● **Work to complete**
• A. In the headlamp forum thread, rewrite the paragraph beginning "Headlamp with reflectors are planned" as a short bulleted list that keeps its main facts.
• B. According to the headlamp forum thread, how many lumens do the H30 and the H50 put out, as figures from Fenix-Store?
• C. Pick up the headlamp forum thread after its last line and continue it.

● **Page**
━━━━━━

I´m about to sell the H50 Q5 ... and therefore I can wait for things to happen. Which means, that I´ll probably will follow the CPF attitude "buy both" , when a "H30 with AA" is on the market.


----------



## tusenkonstnar (Jun 9, 2008)

Is there any confirmation anywhere that there WILL be a H30 in AA version?


----------



## Sgt. LED (Jun 9, 2008)

Well I was told directly by zebralight that there will be.
If you feel that counts.


----------



## tusenkonstnar (Jun 9, 2008)

Sgt. LED said:


> Well I was told directly by zebralight that there will be.
> If you feel that counts.



I do because what I'm after is not 100% proof, just wanted to know how reliable the info was on the scale between "whish" and "knows"


----------



## AdamW (Jun 9, 2008)

tusenkonstnar said:


> Is there any confirmation anywhere that there WILL be a H30 in AA version?



I did a search and found this, posted by ZebraLight (CPF nickname for the manufacturer):

"Headlamp with reflectors are planned for June/July release. The first one will be an AA powered H51. We will have several flashlights and an AA powered H501 before that. The H501 is AA powered headlamp with an H30 form factor."

Here is the thread. Go to page 6, post #168: https://www.candlepowerforums.com/threads/179644&page=6


----------



## RGB_LED (Jun 11, 2008)

RGB_LED said:


> I just ran a search for the H30 runtimes and there currently aren't any that I could find. I did find this thread on selfbuilt's excellent review of the H5-Q5 and he indicates that it will run 2hrs+ with rechargeable NiMh batteries (Sweet!)...I haven't decided between the H50 and H30 as yet since I only just received the H30 today. Time will tell...


Ok, I've had several days now to check out the H30 and here is my $0.02:

*Runtime:*
- AW 3.7v 750mAh RCR123, fresh off charger @4.21v: 1hr., 57min on High. This is pretty consistent as I put in a second battery that I had and it was just shy of 2 hours on high. May have more runtime with primaries... 
- H50 runs 2hrs, 21min. but has fewer lumens

*Output:*
- The H30 puts out more lumens than the H50 (80 vs 66 according to Fenix-Store)

━━━━━━

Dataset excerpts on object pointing

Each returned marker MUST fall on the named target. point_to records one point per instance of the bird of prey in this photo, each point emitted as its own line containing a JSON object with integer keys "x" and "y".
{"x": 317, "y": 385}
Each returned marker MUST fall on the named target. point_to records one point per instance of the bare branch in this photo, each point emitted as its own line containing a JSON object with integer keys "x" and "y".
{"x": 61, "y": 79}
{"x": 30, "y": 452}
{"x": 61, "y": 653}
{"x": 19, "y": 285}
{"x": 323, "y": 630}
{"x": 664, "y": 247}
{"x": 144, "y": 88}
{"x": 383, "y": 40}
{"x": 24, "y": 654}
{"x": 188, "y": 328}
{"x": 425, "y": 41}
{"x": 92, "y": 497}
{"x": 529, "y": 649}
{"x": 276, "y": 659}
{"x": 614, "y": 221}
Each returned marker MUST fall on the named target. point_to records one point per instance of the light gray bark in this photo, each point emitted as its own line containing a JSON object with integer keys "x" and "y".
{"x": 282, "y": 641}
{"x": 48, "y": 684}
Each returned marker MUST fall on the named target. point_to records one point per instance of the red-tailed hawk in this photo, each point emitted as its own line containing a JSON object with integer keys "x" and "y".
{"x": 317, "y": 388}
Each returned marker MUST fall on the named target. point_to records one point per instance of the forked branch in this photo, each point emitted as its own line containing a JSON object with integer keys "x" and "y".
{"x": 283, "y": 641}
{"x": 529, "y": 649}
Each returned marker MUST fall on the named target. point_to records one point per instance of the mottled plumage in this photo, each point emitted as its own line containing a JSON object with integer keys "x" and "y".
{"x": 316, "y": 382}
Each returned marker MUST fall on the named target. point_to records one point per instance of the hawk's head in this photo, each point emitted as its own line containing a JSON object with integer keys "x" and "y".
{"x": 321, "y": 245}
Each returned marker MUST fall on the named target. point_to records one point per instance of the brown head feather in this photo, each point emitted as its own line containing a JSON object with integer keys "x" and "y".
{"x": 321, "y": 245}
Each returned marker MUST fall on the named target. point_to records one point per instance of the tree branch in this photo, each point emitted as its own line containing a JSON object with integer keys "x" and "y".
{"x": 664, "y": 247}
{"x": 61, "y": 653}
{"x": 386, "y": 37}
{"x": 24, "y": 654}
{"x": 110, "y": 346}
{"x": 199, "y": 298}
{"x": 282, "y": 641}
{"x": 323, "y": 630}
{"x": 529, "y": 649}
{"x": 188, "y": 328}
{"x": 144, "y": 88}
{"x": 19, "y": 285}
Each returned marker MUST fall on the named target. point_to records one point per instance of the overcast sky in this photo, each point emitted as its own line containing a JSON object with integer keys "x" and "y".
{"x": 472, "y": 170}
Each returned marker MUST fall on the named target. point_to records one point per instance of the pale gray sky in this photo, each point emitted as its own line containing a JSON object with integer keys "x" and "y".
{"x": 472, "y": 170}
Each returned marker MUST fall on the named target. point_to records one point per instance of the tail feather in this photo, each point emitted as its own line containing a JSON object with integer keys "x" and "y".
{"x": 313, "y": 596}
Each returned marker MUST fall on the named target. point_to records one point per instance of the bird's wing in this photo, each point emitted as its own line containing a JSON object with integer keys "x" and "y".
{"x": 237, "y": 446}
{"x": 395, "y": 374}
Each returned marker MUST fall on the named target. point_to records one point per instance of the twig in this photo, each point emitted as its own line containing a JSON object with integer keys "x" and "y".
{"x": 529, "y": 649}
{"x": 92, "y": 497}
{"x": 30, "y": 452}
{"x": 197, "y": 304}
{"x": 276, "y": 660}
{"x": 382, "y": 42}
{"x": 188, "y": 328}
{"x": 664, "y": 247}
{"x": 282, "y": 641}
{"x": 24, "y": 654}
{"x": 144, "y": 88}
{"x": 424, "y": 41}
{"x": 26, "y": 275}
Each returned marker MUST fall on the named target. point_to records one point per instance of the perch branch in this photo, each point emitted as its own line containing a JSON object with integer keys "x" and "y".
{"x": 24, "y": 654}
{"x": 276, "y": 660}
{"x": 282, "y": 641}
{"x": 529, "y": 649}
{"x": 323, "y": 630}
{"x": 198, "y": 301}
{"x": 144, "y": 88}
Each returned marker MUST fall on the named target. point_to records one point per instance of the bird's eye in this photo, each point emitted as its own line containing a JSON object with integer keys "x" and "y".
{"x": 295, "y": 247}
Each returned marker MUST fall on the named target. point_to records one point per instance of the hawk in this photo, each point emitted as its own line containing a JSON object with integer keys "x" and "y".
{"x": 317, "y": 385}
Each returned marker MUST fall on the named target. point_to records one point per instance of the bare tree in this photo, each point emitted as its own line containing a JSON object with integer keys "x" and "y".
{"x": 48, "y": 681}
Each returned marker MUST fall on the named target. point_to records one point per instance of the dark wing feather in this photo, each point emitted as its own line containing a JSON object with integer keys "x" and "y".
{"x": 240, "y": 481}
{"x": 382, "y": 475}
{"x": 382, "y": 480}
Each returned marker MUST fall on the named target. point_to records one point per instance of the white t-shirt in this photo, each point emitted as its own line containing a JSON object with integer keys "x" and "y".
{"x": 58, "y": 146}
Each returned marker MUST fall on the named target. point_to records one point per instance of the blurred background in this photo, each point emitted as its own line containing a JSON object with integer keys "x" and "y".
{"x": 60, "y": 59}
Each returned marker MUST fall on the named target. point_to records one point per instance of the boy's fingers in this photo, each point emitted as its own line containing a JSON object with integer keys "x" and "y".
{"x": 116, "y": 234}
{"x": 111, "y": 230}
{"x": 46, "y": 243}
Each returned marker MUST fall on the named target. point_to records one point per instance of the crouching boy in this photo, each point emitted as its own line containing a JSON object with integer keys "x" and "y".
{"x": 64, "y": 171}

━━━━━━

● **Answers to the exercises**
• A.
- Headlamps with reflectors are planned for a June/July release.
- The first will be an AA-powered H51.
- Several flashlights and an AA-powered H501 will come out before it.
- The H501 is an AA-powered headlamp with an H30 form factor.

• B. The H30 puts out 80 lumens and the H50 puts out 66.

• C.
*Size / Weight:*
- Weighs next to nothing and the headband is pretty much identical to the H50
- Rubber holder for H30 seemed a little more snug that H50 but that could be due to the fact I have had the H50 for quite some time

*Clickie vs. Twisty*
- Straightforward to use, however, there when you turn on light, it always starts on Low, then you have to click-hold for about 2 sec to go to Med, then same to High
- IMHO, the one most disappointing aspect of the H30 is the following: if you are in Med and want to go to High, you need to cycle through to Low, then Med, then High - 2 sec may not seem like much but it is annoying when you switch modes and have to cycle through the other two
- On the H50: when switching from Med to High, one twist off-then on will give you High

*My conclusions: 
*- Although the H30 is about half an inch shorty, the diameter is a bit bigger compared to H50. In practical terms, there is no real difference in terms of weight and size.
- H30 has more output which is noticeable but, when working within arms length, it is not really a factor. The slightly narrower angle on the H30 is quite noticeable compared to the H50 but it's only peripheral vision so, again it's not that significant in actual use.
- Neither light has a memory mode which I think is a real weakness.
- I never thought I would say this as I am fundamentally a Clickie fan... but right now, the deal-breaker on the H30 for me is that you have to cycle to Low, then Med, then High whenever you change modes.

I really wanted to like the H30 but, so far, I have to give the edge to the H50. Still, having said that, if I did not have the H50 and just purchased the H30, I would still say that, given the light weight, tiny size, output, runtimes and the fact that it can run on RCR123's as well as primaries, you have a real winner here. It's still a great execution of a different type of light that is easy to use and very useful.

My next tests will be outdoors, either camping or trailhead setup for my night-time mtn bike rides...


----------



## Burgess (Jun 11, 2008)

Gee, ZebraLight is gonna' offer Flashlights, also ?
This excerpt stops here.